• [Problem to work on]:
Copy all of the data below line for line, omitting the images from your copy.
## Start Data for this exercise
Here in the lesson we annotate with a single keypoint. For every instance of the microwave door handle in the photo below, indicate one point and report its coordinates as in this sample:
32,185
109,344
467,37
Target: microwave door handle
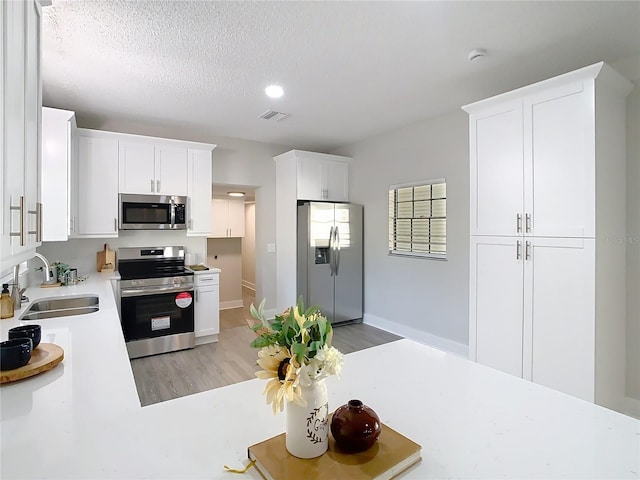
330,249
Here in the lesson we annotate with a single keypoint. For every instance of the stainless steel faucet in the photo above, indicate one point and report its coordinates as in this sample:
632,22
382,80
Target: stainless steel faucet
48,278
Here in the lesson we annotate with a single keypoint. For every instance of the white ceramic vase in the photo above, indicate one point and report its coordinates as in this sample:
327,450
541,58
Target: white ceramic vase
307,428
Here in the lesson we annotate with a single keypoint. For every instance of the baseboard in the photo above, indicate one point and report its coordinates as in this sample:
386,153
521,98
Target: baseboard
231,304
206,339
420,336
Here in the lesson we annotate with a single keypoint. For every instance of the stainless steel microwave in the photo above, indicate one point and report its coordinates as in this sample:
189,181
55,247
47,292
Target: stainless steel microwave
152,212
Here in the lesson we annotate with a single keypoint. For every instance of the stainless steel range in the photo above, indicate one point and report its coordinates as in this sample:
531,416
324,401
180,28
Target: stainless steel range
156,300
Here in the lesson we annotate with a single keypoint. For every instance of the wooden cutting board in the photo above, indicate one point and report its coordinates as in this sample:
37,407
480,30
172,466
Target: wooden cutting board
106,260
43,358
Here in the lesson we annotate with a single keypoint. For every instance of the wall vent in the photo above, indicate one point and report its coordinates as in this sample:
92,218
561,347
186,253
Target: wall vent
273,115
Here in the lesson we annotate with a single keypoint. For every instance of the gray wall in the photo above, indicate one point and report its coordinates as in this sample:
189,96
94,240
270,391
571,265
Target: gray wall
421,298
426,298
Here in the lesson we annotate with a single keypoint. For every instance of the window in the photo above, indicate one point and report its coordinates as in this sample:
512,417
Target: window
418,219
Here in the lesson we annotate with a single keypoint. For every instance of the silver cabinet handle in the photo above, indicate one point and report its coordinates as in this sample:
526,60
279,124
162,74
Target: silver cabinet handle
38,213
21,232
38,222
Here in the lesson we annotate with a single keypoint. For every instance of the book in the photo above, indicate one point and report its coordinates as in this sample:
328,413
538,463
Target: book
388,457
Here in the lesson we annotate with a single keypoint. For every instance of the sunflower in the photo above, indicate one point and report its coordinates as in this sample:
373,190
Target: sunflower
279,367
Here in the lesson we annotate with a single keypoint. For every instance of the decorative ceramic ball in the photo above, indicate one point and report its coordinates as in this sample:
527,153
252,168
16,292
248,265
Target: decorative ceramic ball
355,427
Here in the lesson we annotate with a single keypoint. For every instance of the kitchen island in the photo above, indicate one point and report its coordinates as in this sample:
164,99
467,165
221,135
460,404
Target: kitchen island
## End Data for this exercise
• [Solution for this problem]:
Here in the lesson we annotate with a single keypoint. For every instance of the microwave door handle in the photo below, indicate one point and report its coordinates as in this sample:
32,185
109,344
467,37
Target: microwave door handle
330,249
Here in the lesson we annotate with a single keypoint. For every instance of the stainless steel faucet in the photo above, indicate one point and report its coordinates as in this sample:
632,22
382,80
Target: stainless steel faucet
48,278
Here in the lesson we annotate with a single keypoint. For every instance of the white ceramic vase in the photo above, indicate one point and report its coordinates as in this sample:
327,450
541,58
Target: white ceramic vase
307,428
Here in the lesson we annotate with a single keypoint. For every instance of the baseboard in the photo above, indicate one point and report its coordinates as in this sample:
386,153
521,98
Target: baseboard
231,304
206,339
420,336
Here in the lesson we annotate with a single keypoint. For every instance of the stainless steel microwave in the photo above, indicate one point and report its coordinates as in this sample:
189,181
55,247
47,292
Target: stainless steel microwave
152,212
Here in the lesson we annotate with a single keypoint. For every instance of the stainless steel range in the photo above, indicate one point and report its coordinates as in this sample:
531,416
324,401
180,28
Target: stainless steel range
156,300
Here in the lesson we annotate with a single keypoint. For every instance of the wooden cutting board in the photo above, indicate one point and report its coordinates as in this sample:
37,407
480,30
172,466
Target: wooden cutting board
106,260
43,358
Here in the lesson we annotate with a single keypoint. For every instance of the wall vent in the photo above, indicate one point and report its coordinates as in this sample:
92,218
561,347
186,253
Target: wall vent
273,115
Here in the lesson we annotate with a single keypoint. For every instance of the gray wall in the photo above, indicate one point and report its coordinates as in this sample:
189,96
94,240
270,391
571,265
Target: gray wall
421,298
426,298
Here in the lesson we annotate with a single keypoint. For every instance of the window in the photo above, indicate one point and report its coordinates as in this sample:
512,417
Target: window
418,219
Here in the lesson we annotate with a single keypoint. For every instance of the silver cabinet handle in the photo above, indicate one point and report its coordinates as in this sample:
526,60
279,124
162,74
Target: silver cabinet handle
38,213
21,232
38,222
Here in the lesson we annotate with a single keypoint. For every instance of the book in the photo above, indicate one point and report its coordinates as in this sample:
328,413
538,463
Target: book
388,457
Here in the lesson we annotate with a single keypoint. For every instance of the sunflower in the photo above, indicate one point and report its coordinates as in this sample:
373,190
Target: sunflower
279,367
Here in the lesson we annotate with a single keypoint. For every instance of the decorative ceramic ball in the photo above, indicate one point and report its coordinates as in this sample:
527,153
252,168
16,292
248,265
Target: decorative ceramic ball
355,427
Here in the lesson we annotate with a single keypoint. For every instance of the kitchen island in the photo above, indicate one point and report its coordinates as in this sample:
164,99
467,165
221,135
460,404
Target: kitchen island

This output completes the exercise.